### TAREFAS A REALIZAR
- 1) No texto sobre o agronegócio brasileiro, quanto a soja exporta por segundo, de acordo com Marcos Fava Neves?
- 2) Prossiga o texto sobre o agronegócio brasileiro a partir da última frase apresentada.

### TEXTO DE ESTUDO
★ ★ ★ ★ ★
Outro fator na visão do professor seria o ruralismo atrasado no país que não foi capaz de acompanhar a evolução da sociedade brasileira. “Existem federações em que o presidente está no cargo há mais de 50 anos. É preciso que haja uma renovação das lideranças políticas do agro para melhorar a sua própria imagem”, comentou.
“Nunca tivemos coragem de enfrentar o mundo da comunicação. Agora estamos correndo atrás do prejuízo. As empresas começaram a investir em comunicação. É preciso combater a desinformação com a verdade. Este é o mundo da narrativa e a crise pode ser uma virada de página, uma oportunidade de nos firmarmos como setor virtuoso que precisa enfrentar seu problemas, mas que sem o qual o Brasil não vai para frente, completou Xico.
Fornecedor mundial sustentável de alimentos e bioenergia
Um dos maiores conhecedores dos canais de distribuição no agro, o engenheiro agrônomo e professor da USP e da FGV, Marcos Fava Neves, contou no webinar que esta tem sido uma época muito criativa com grandes mudanças de posturas. “Em 15 dias vi um transatlântico como a USP ir para o digital, metas de 10 anos foram cumpridas em dias. Isso foi sensacional. Uma mudança de postura muito grande”, comentou o professor que mantém seus projetos, apesar de ter deixado de fazer cerca de 80 palestras e 100 voos por mês.
Neves – criador da plataforma doutoragro.com – focou em três questões que considera relevantes para o agronegócio brasileiro. Segundo ele, o posicionamento do agronegócio brasileiro deve ser o de fornecedor mundial sustentável de alimentos e bioenergia. “Este deve ser o nosso slogan. Ninguém tem os indicadores que o Brasil tem para performar nesse posicionamento”, justificou. Para ele, o aspecto positivo refere-se ao abastecimento do Brasil e do mundo em termos de pandemia. “As exportações apresentam números sensacionais. A soja, por exemplo, exporta R$ 10 mil por segundo. O agro conquistou um respeito muito grande aqui dentro por conta dessa performance. Parece que a sociedade finalmente aceitou que o alimento é o produto do Brasil perante o mundo”, disse o professor ressaltando como pontos negativos do momento as três crises atuais do país: a sanitária, a econômica e a política.
Mas como o setor deve se comunicar? Neves frisa que a comunicação não é um tema simples, é uma ciência e que não existe um plano de comunicação para o agro, mas para jornadas específicas. Primeiro é preciso identificar o público-alvo que se deseja atingir.
★ ★ ★ ★ ★
### DADOS REGISTRADOS

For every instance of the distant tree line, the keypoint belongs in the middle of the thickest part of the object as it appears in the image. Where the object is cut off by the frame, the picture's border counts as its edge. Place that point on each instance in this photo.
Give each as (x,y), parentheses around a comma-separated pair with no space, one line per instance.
★ ★ ★ ★ ★
### RESPOSTAS ESCRITAS
- 1) R$ 10 mil por segundo.

- 2)
“O agro lida com governos, compradores industriais, canais de distribuição, consumidor final, ONGs, sistema financeiro mundial, investidores mundiais, agências internacionais, imprensa, fornecedores, técnicos, nutricionistas, médicos, universitários etc. Discordo que a comunicação do agro num todo é ruim. Muitos públicos-alvo que eu citei estão abastecidos de boas comunicações”, alegou. Depois de bem identificado, é preciso ter claro o objetivo, depois o composto (qual o meio utilizado), o orçamento disponível e, por último, a medição dos resultados dessa comunicação.
Outra questão levantada pelo professor foi quanto ao tipo de mensagem que se pode usar como ferramenta estruturada de comunicação. “Hoje, para o posicionamento global da produção de alimentos no Brasil, temos alguns temas fortes e outros mais sensíveis a serem trabalhados”, ressaltou Neves.
Entre os fortes estão: produção, exportação, geração de renda, uso de área, código florestal, eficiência da agricultura, biocombustíveis, cientistas do agro, cooperativismo e associativismo, certificação, conservação, integração entre lavoura, pecuária e floresta e empresas brasileiras. Quanto aos temas que requerem mais cuidados para se trabalhar, segundo Neves, estão: “em primeiro lugar a Amazônia, em segundo lugar a Amazônia, em terceiro lugar a Amazônia. Depois vem os brasileiros de origem indígena, brasileiros de outras minorias, os extremos, os excluídos, questão dos defensivos e a concentração de mercado”, finalizou.